=== Extrait du document ===

Trois questions à Bernard Christian Rekoula sur le coup d’Etat au Gabon

“Il est étonnant que cette opération ait pu se produire sans que les autorités françaises n’en soient informées.”

Ce 30 août au matin des militaires de l’armée régulière et des membres de Garde Républicaine sont apparus à la télévision gabonaise annonçant l’annulation de l’élection présidentielle. Les résultats venaient d’être proclamés, maintenant Ali Bongo au pouvoir dans la continuité des 56 ans de la dynastie initiée par son père, emblématique de la Françafrique. Nous interrogeons Bernard Christian Rekoula avec qui nous nous étions déjà entretenus à propos de l’adoubement par Macron de Ali Bongo et des agissements de Perenco. A l’approche des élections et des multiples agissements du pouvoir, il a été agressé par des gendarmes gabonais la semaine passée devant l’ambassade du Gabon dans le 16ème arrondissement à Paris. Il nous raconte avoir découvert qu’il y avait une liste de personnes autorisées à voter (celles votant pour Bongo) et toutes les autres interdites de vote en France pour ces élections.

=== Enregistrements extraits ===

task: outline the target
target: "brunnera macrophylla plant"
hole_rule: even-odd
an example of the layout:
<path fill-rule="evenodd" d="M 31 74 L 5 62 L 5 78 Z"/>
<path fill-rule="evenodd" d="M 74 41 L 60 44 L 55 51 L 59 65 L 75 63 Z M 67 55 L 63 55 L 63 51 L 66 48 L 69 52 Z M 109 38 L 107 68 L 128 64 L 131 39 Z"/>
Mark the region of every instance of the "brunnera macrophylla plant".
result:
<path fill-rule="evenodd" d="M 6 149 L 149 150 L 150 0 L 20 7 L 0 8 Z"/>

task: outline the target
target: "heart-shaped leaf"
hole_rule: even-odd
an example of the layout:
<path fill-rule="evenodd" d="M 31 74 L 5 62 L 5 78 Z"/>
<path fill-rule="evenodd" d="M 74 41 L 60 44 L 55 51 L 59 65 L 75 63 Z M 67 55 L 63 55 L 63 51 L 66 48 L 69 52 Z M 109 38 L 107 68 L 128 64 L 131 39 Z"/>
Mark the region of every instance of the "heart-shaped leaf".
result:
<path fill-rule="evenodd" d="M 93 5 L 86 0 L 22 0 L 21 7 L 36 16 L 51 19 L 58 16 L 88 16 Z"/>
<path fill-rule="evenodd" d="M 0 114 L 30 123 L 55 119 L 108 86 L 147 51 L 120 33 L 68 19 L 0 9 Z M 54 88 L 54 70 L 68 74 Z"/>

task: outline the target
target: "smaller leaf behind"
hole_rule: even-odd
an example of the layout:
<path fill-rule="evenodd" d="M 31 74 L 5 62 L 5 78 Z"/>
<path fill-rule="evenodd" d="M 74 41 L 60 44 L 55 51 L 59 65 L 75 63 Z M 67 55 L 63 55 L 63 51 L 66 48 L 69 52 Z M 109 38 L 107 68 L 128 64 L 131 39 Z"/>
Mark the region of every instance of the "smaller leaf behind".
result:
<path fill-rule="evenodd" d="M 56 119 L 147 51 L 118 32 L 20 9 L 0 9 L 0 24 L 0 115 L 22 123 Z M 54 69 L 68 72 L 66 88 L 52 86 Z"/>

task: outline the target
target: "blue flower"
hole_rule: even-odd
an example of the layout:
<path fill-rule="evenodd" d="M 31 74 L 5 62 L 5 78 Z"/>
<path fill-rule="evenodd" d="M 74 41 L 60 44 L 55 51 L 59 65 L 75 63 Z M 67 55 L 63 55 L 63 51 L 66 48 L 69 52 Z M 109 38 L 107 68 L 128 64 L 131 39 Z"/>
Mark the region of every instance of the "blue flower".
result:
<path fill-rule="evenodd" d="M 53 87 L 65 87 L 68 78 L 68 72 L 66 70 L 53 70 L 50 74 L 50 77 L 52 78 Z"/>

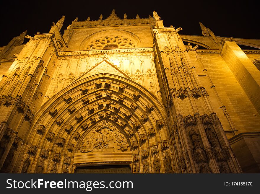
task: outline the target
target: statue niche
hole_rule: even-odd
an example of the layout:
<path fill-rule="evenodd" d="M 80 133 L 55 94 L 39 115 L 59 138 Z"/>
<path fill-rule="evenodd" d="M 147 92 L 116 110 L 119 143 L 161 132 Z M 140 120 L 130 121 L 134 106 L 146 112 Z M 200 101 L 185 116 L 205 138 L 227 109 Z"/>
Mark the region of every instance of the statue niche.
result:
<path fill-rule="evenodd" d="M 82 153 L 90 152 L 93 149 L 101 150 L 107 148 L 116 147 L 121 151 L 128 149 L 124 135 L 116 127 L 105 121 L 97 125 L 83 140 L 79 148 Z"/>

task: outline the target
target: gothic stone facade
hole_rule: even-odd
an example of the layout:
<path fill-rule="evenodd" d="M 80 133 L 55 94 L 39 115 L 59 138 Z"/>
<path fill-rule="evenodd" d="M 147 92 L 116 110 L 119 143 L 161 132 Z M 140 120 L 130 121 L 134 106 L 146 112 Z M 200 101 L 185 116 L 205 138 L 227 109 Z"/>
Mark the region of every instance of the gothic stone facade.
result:
<path fill-rule="evenodd" d="M 64 16 L 0 48 L 1 172 L 260 172 L 260 53 L 237 44 L 260 41 L 153 16 L 113 10 L 62 35 Z"/>

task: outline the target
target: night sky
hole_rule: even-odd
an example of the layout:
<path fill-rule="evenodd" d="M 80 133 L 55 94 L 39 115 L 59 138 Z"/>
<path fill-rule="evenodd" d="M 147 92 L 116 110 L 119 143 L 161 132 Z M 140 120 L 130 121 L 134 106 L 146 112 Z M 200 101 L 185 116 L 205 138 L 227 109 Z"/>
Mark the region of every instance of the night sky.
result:
<path fill-rule="evenodd" d="M 122 19 L 125 13 L 128 18 L 135 18 L 136 14 L 141 18 L 147 18 L 149 14 L 152 17 L 155 10 L 163 20 L 165 27 L 181 27 L 183 30 L 180 32 L 181 34 L 202 35 L 199 24 L 201 22 L 217 36 L 260 39 L 259 7 L 255 2 L 247 1 L 240 3 L 238 1 L 233 4 L 226 1 L 194 1 L 198 2 L 195 3 L 183 0 L 165 1 L 167 3 L 159 6 L 154 1 L 150 3 L 133 1 L 131 3 L 126 0 L 9 0 L 1 5 L 0 46 L 7 45 L 13 38 L 26 30 L 27 35 L 32 36 L 38 32 L 48 33 L 52 22 L 56 23 L 64 15 L 66 17 L 62 34 L 77 17 L 79 21 L 84 21 L 89 16 L 91 20 L 96 20 L 102 14 L 105 19 L 113 9 Z"/>

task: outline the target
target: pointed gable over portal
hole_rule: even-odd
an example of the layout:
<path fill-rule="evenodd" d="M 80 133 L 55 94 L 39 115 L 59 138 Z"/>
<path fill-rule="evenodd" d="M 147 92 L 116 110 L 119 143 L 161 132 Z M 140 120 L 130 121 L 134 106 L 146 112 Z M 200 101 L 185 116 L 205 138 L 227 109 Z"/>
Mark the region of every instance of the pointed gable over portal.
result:
<path fill-rule="evenodd" d="M 86 77 L 94 75 L 103 73 L 116 75 L 121 77 L 131 79 L 131 77 L 116 66 L 110 62 L 106 57 L 88 70 L 74 81 L 76 81 Z"/>

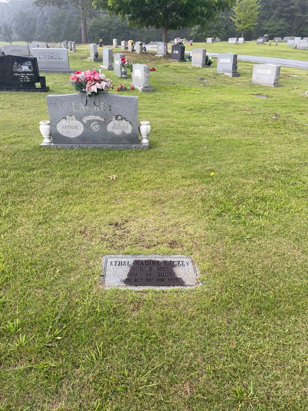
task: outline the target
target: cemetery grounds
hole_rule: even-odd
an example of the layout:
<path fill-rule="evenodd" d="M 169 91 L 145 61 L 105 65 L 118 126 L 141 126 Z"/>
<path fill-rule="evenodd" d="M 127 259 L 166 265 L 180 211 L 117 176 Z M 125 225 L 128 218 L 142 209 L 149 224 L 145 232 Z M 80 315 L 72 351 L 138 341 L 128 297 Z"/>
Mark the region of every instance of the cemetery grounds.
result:
<path fill-rule="evenodd" d="M 77 49 L 71 68 L 99 68 Z M 69 74 L 0 93 L 0 410 L 306 409 L 307 71 L 273 88 L 250 62 L 123 52 L 156 68 L 127 93 L 149 150 L 39 147 Z M 107 254 L 190 255 L 202 285 L 102 289 Z"/>

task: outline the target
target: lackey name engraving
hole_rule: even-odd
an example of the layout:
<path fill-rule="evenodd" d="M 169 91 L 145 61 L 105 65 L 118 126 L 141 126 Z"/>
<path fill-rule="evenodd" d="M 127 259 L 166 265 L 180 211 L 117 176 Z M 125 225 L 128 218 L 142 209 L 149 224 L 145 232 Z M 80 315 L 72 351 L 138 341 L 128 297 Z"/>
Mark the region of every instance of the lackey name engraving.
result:
<path fill-rule="evenodd" d="M 186 256 L 107 255 L 102 265 L 104 287 L 136 289 L 191 287 L 199 284 L 197 269 L 191 258 Z"/>

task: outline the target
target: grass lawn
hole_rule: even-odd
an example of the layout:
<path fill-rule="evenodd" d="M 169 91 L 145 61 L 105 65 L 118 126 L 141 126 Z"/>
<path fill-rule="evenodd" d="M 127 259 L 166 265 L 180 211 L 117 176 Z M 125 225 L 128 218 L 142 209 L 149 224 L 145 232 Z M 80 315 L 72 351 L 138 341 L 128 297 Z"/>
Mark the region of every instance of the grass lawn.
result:
<path fill-rule="evenodd" d="M 0 410 L 307 409 L 307 71 L 125 54 L 156 69 L 129 92 L 149 151 L 40 147 L 46 94 L 0 93 Z M 107 254 L 191 255 L 203 285 L 102 289 Z"/>

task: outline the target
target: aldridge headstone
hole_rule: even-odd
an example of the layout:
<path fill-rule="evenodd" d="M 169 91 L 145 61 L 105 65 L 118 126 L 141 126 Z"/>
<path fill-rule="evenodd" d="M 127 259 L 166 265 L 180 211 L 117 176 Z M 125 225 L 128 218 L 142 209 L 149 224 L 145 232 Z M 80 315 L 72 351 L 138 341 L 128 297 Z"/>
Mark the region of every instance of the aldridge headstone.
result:
<path fill-rule="evenodd" d="M 193 260 L 184 255 L 105 256 L 101 284 L 134 290 L 159 287 L 192 288 L 200 285 Z"/>
<path fill-rule="evenodd" d="M 147 92 L 154 90 L 149 86 L 149 67 L 145 64 L 133 65 L 132 83 L 139 91 Z"/>
<path fill-rule="evenodd" d="M 277 87 L 280 73 L 280 66 L 274 64 L 255 64 L 252 82 L 263 85 Z"/>
<path fill-rule="evenodd" d="M 37 59 L 39 69 L 49 73 L 71 73 L 66 48 L 33 48 L 32 54 Z"/>
<path fill-rule="evenodd" d="M 229 77 L 239 77 L 237 69 L 237 55 L 231 53 L 218 54 L 217 57 L 218 73 L 223 73 Z"/>
<path fill-rule="evenodd" d="M 207 51 L 205 48 L 194 48 L 191 51 L 191 65 L 196 67 L 205 67 Z"/>
<path fill-rule="evenodd" d="M 53 143 L 65 148 L 148 149 L 139 142 L 138 97 L 85 93 L 46 97 Z"/>

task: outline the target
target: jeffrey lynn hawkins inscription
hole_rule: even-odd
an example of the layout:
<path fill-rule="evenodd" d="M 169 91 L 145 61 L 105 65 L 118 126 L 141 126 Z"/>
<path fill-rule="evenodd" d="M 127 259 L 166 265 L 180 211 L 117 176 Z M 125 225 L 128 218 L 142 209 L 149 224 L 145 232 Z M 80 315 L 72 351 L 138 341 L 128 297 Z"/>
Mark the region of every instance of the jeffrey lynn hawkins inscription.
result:
<path fill-rule="evenodd" d="M 190 257 L 184 255 L 106 255 L 102 261 L 103 287 L 141 289 L 145 287 L 184 287 L 200 284 Z"/>

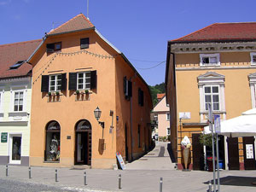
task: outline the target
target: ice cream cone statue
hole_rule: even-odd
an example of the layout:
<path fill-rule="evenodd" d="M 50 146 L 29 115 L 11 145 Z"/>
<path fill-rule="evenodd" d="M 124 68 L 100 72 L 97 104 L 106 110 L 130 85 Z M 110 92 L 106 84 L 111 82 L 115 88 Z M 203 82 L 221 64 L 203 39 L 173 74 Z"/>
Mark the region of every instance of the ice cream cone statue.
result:
<path fill-rule="evenodd" d="M 184 166 L 185 166 L 184 171 L 189 171 L 188 163 L 189 163 L 189 149 L 191 148 L 191 143 L 187 136 L 185 136 L 182 140 L 181 147 L 183 149 L 183 156 Z"/>

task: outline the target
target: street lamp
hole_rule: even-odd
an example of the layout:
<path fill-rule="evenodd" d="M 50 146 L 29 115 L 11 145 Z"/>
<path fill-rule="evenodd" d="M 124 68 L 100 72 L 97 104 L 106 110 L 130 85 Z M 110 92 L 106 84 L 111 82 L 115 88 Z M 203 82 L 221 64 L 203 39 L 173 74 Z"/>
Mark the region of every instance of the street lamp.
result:
<path fill-rule="evenodd" d="M 102 111 L 99 108 L 99 107 L 97 107 L 95 110 L 94 110 L 94 116 L 96 119 L 96 120 L 99 122 L 99 124 L 101 125 L 101 126 L 102 128 L 104 128 L 104 122 L 102 121 L 99 121 L 100 118 L 101 118 L 101 114 L 102 114 Z"/>

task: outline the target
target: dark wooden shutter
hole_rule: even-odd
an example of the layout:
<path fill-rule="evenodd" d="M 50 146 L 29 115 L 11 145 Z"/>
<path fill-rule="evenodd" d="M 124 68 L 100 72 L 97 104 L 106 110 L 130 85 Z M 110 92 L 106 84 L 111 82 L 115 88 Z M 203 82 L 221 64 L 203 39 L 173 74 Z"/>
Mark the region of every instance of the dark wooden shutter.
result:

===

*Défi*
Poursuivez le texte consacré au coup d'État au Gabon à partir de sa dernière phrase.

*Réponse proposée*
 

Quelle est votre interprétation de la situation, ce coup d’État qui met de côté Ali Bongo?

Mon interprétation est que le nouveau pouvoir a permis pour la première fois en plus de 50 ans de faire en sorte que les Bongo ne soient plus à la tête du pays. Pour une fois, les Gabonais peuvent se sentir libérés de la dictature des Bongo, libérés du joug, de la tyrannie. Mais au-delà de l’euphorie, lorsque l’on réfléchit à tête reposée, la situation est confuse.

Au-delà de ce qui est dit et fait, on se pose la question comment l’armée a pu être unanime dans ce coup de force. Quand on sait qu’elle est formée par des instructeurs français, que les moyens de communication de l’armée gabonaise passent automatiquement par des moyens de communication français, il est étonnant que ça ait pu se produire sans que les autorités françaises n’en soient informées. Vu la manière dont c’est organisé, ça signifie que ça a été muri de longue date. Le Gabon ayant un service d’écoute assez performant et aux mains en partie des services de renseignement français, je suis assez perplexe quant au fait que la France n’ait pas été au courant de ce qui se tramait. Surtout quand je vois la réaction timide de la France et d’autres partenaires occidentaux, même si elle a réagi, ce n’est pas avec la même vigueur que pour le Niger ou pour d’autres.

Le communiqué des Etats-Unis, ils disent observer la situation avec inquiétude, en langage diplomatique ça veut dire que les choses ont été actées.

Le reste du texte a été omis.